==== PROVIDED RECORDS
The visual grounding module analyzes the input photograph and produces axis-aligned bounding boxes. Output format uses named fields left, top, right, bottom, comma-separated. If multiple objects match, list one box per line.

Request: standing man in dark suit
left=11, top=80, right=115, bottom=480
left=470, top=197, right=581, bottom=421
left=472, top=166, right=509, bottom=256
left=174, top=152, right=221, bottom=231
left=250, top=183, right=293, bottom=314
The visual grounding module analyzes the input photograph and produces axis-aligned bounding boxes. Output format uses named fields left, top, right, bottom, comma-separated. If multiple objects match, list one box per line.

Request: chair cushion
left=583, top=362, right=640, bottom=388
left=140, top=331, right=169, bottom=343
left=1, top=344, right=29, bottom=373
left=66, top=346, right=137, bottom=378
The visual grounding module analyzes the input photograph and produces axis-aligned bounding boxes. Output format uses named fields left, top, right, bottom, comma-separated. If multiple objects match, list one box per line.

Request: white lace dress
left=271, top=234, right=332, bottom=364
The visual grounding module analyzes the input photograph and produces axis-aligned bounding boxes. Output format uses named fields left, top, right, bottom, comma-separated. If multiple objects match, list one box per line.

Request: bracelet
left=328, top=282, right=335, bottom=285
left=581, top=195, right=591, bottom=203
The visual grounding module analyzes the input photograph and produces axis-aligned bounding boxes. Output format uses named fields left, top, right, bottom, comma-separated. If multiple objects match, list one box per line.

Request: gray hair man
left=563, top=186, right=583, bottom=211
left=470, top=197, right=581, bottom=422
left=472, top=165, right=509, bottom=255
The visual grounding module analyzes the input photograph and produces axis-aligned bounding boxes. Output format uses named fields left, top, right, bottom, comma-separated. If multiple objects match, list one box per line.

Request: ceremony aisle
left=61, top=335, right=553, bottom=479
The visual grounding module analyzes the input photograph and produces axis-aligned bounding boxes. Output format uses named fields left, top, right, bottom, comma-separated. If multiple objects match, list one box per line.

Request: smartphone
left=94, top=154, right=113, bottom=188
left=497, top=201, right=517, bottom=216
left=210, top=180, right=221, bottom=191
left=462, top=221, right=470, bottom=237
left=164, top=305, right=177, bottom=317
========
→ **EXERCISE DESCRIPTION**
Every record must appear in the answer exactly as it appears above.

→ **FINAL ANSWER**
The visual grounding module analyzes the input photograph and produces axis-aligned bounding boxes. Output format uses named fields left, top, right, bottom, comma-separated. If multiple objects match, list one box per line.

Request: standing man in dark suit
left=11, top=80, right=115, bottom=480
left=470, top=197, right=581, bottom=421
left=472, top=166, right=509, bottom=256
left=174, top=152, right=221, bottom=231
left=250, top=183, right=293, bottom=314
The visual grounding module analyzes the input photograph and produces axis-aligned bounding boxes. Output format uses named fields left, top, right, bottom, comma-separated. If multiple objects match, list one box per line.

Request: chair cushion
left=583, top=362, right=640, bottom=388
left=140, top=331, right=169, bottom=343
left=1, top=344, right=29, bottom=373
left=66, top=346, right=137, bottom=378
The visual grounding module analyzes the input photograph and produces axis-aligned bounding boxes. Output format uses named fields left, top, right, bottom, comma-separated. If multiple objects match, list one box per line.

Request: white lace dress
left=271, top=234, right=332, bottom=364
The visual grounding module analyzes the input photograph and produces axis-aligned bounding boxes. Output format uses named fields left, top, right, bottom, comma-separated. If multiple objects match, list one box per line.

Request: bracelet
left=328, top=282, right=335, bottom=285
left=581, top=195, right=591, bottom=203
The visual grounding module analyzes the input photograph and produces axis-aligned bounding boxes. Output format uses named fields left, top, right, bottom, comma-separated. If multiple objects match, list one box per line.

Request: gray hair man
left=563, top=186, right=583, bottom=211
left=470, top=197, right=581, bottom=422
left=472, top=165, right=509, bottom=255
The visual grounding module analyzes the input photograph and produces axis-aligned bounding boxes. Output format uses named fields left, top, right, bottom, comma-separated. If multiple objects match, list one box per line.

Request: ceremony aisle
left=61, top=335, right=553, bottom=479
The visual grounding module analyzes the input photograph and produces axis-aligned bounding boxes. Output format uses named fields left, top, right, bottom, comma-separated. If multiple objects match, list one box per line.

Request: smartphone
left=94, top=154, right=113, bottom=188
left=497, top=201, right=517, bottom=216
left=210, top=180, right=221, bottom=191
left=462, top=221, right=470, bottom=237
left=164, top=305, right=177, bottom=317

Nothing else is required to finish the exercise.